▶ _Brano_
Il
celibato della chiesa cattolica
Molti
vedono nel celibato imposto dalla chiesa cattolica romana a vescovi e preti la
causa delle perversità commesse nel corso dei secoli, ad esempio in certi
conventi, o verso i minori. La stampa ha portato alla ribalta diversi scandali
accertati ai nostri giorni, e la gente si interroga sulle conseguenze della regola
del celibato.
Ma chi ha imposto questa regola? Non Dio, infatti la Bibbia dice:
"Il
VESCOVO sia irreprensibile, marito di una sola moglie"
(1 Timoteo 3:2).
"Il matrimonio sia tenuto in onore da tutti"
(Ebrei 13:4).
Non solo,
la stessa Parola di Dio afferma che solo i predicatori di false dottrine vieteranno
il matrimonio:
"Ma
lo Spirito dice esplicitamente che nei tempi futuri alcuni apostateranno dalla
fede, dando retta a spiriti seduttori e a dottrine di demòni, sviati dall'ipocrisia
di uomini bugiardi, segnati da un marchio nella propria coscienza. Essi
vieteranno il matrimonio e ordineranno di astenersi da cibi che Dio ha creati..."
(1 Timoteo 4:1-3).
È
vero che l'apostolo Paolo consigliò a chi vuole dedicarsi pienamente a
Cristo di restare celibe, ma non impose affatto il celibato come condizione
obbligatoria (1 Corinzi 7:9), come invece ha fatto la chiesa cattolica arbitrariamente.
Anzi, egli consigliò: "per evitare le fornicazioni, ogni uomo abbia
la propria moglie" (1 Corinzi 7:2, cfr. Matt. 19:11).
Lo stesso apostolo Pietro, su cui la chiesa cattolica asserisce di fondarsi,
era sposato (in Matteo 8:14 ad esempio leggiamo della guarigione di sua suocera),
e come lui erano sposati gli altri apostoli (1 Corinzi 9:5), a eccezione di Paolo
e Barnaba. Eppure gli apostoli erano degli uomini santi perché si santificavano
nel timore di Dio e non davano motivo di scandalo in alcuna cosa. Essere sposati
ed avere relazioni con la propria moglie non significa affatto
non essere in condizione di poter servire Dio!
Inoltre, l'apostolo Paolo scrisse a Tito che l'anziano (ossia il vescovo) oltre
che marito di una sola moglie, per essere assunto in questo ufficio, deve essere
anche giusto, santo, e temperante; ciò significa che il vescovo anche se
sposato può certamente avere queste qualità.
Anche i teologi dei primi secoli (che la chiesa cattolica definisce "padri"
della chiesa) erano di questo parere. Giovanni Crisostomo (344-407 d.C.) affermò:
"S. Paolo ha scritto per turare la bocca agli eretici
che condannano il matrimonio, e per mostrare che il matrimonio non solo è
cosa innocente, ma eziandio è così onorevole che con esso si può
diventare vescovo" (Crisostomo, Hom. II, in Ep. Tit. cap. II).

Dati di annotazione sulla posizione degli oggetti
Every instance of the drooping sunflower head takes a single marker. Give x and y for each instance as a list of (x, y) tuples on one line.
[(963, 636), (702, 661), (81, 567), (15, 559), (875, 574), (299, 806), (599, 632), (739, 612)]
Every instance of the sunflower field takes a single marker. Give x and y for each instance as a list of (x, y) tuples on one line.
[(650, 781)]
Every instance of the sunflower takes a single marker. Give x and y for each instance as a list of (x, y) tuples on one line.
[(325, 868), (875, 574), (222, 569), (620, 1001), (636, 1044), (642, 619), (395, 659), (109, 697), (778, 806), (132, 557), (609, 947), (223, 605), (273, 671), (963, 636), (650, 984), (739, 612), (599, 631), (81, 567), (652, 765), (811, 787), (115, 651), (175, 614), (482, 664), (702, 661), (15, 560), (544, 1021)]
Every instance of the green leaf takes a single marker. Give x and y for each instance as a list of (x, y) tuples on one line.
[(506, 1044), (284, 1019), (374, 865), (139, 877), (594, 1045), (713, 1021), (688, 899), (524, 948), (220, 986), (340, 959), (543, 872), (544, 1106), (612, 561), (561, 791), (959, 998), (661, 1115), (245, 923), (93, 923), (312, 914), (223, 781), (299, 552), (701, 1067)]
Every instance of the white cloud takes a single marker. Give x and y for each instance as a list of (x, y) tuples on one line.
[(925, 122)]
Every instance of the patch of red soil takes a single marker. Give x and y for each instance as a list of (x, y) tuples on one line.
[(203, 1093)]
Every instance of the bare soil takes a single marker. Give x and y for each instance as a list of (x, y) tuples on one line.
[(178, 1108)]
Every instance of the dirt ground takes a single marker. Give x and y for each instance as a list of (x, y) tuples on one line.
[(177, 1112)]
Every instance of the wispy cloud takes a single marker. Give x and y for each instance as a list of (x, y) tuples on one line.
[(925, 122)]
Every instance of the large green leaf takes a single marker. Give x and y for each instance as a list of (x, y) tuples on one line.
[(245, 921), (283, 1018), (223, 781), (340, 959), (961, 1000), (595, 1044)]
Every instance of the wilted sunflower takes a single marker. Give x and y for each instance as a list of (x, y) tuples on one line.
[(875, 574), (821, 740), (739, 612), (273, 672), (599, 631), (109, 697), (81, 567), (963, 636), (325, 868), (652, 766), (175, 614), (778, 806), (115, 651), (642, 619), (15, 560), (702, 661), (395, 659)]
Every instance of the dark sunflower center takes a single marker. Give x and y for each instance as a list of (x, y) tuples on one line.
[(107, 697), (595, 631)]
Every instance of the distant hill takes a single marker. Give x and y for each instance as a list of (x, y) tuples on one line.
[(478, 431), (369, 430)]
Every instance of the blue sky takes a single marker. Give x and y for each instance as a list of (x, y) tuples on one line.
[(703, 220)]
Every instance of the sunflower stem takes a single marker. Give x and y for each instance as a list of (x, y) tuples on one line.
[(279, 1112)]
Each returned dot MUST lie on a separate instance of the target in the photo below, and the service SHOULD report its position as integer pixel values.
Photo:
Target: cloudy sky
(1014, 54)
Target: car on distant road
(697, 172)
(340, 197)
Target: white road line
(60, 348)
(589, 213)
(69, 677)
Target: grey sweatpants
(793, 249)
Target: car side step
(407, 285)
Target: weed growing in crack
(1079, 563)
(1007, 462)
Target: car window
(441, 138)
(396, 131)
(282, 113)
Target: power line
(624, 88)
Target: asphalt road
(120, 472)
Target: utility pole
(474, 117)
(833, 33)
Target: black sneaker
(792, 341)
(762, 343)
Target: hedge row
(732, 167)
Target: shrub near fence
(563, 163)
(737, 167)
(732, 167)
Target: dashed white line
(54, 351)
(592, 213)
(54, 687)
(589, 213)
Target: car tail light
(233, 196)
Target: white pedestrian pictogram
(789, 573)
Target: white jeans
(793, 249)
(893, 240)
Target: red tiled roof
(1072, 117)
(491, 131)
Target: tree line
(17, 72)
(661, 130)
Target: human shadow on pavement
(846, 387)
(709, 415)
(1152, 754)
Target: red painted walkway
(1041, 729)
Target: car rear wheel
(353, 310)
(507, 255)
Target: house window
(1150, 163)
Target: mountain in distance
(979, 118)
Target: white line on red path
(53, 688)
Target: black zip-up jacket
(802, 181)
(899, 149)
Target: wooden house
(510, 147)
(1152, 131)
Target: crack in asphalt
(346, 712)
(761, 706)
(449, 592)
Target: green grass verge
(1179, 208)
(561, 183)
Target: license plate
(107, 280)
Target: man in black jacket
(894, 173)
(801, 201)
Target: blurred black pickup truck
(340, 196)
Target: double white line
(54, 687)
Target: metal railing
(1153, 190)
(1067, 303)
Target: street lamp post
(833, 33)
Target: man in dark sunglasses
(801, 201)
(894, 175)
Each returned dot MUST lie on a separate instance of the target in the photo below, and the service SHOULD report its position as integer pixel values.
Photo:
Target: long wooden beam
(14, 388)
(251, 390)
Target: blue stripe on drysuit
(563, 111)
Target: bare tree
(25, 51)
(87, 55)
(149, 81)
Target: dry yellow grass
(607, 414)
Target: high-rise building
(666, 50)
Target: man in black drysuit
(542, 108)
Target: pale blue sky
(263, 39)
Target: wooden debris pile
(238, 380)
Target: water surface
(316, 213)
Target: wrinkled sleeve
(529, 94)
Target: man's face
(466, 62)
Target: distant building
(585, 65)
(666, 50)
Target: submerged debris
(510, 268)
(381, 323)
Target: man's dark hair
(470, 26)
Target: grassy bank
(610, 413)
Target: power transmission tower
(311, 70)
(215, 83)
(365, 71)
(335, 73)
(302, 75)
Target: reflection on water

▶ _Requisiti_
**A.** Disponga in un elenco numerato, tralasciando le righe vuote, le righe dei record a partire dall'inizio dei record e fino alla riga che contiene "560), (544, 1021)]", entrambe comprese.
**B.** Riprenda il brano sul celibato della chiesa cattolica dal punto in cui si interrompe.

▶ _Elenco risposte_
**A.**
1. Every instance of the drooping sunflower head takes a single marker. Give x and y for each instance as a list of (x, y) tuples on one line.
2. [(963, 636), (702, 661), (81, 567), (15, 559), (875, 574), (299, 806), (599, 632), (739, 612)]
3. Every instance of the sunflower field takes a single marker. Give x and y for each instance as a list of (x, y) tuples on one line.
4. [(650, 781)]
5. Every instance of the sunflower takes a single marker. Give x and y for each instance as a list of (x, y) tuples on one line.
6. [(325, 868), (875, 574), (222, 569), (620, 1001), (636, 1044), (642, 619), (395, 659), (109, 697), (778, 806), (132, 557), (609, 947), (223, 605), (273, 671), (963, 636), (650, 984), (739, 612), (599, 631), (81, 567), (652, 765), (811, 787), (115, 651), (175, 614), (482, 664), (702, 661), (15, 560), (544, 1021)]

**B.**
Tutto ciò dimostra chiaramente che il celibato del clero non è un
comandamento di Dio. Esso fu imposto da alcuni sinodi cattolici (Elvira, Orange,
Arles, Agde, Toledo) e dal Concilio Lateranense del 1139. Fu una decisione sbagliata
perché ovviamente molti preti e suore non riescono a vivere tutta la vita
in totale astinenza sessuale, e ciò li porta a cercare altri tipi di rapporti
più o meno nascosti ma comunque illeciti e talvolta diffusi in certi ambienti
(conventi, seminari).
Dio considera le relazioni tra persone non sposate come peccato estremamente grave
(1 Corinzi 6:9-10,18; Atti 15:28-29; Apocalisse 21:8), e condanna quanti causano
scandali (Matteo 18:7; Luca 17:2). Quei preti che non riescono a resistere alla
regola che il papato impone loro, cadono così in peccati sessuali e hanno
una più severa condanna da Dio e scandalizzano molti.
Non stiamo dicendo che tutti i preti e tutti i pastori devono sposarsi, ma che
sposarsi o no deve essere una decisione personale e libera, conforme all'insegnamento della
Bibbia.
COME SI È ARRIVATI
AL CELIBATO CATTOLICO
Tracciamo una breve storia delle principali tappe che hanno condotto all'imposizione
del celibato per sacerdoti e appartenenti alla "vita consacrata" (monaci,
ecc.), seguendo quanto riferiscono il Dizionario storico del Cristianesimo e Il
Cristianesimo dalla A alla Z, delle edizioni Paoline (C. Andresen - G. Denzler,
1992; P. Petrosillo, 1995).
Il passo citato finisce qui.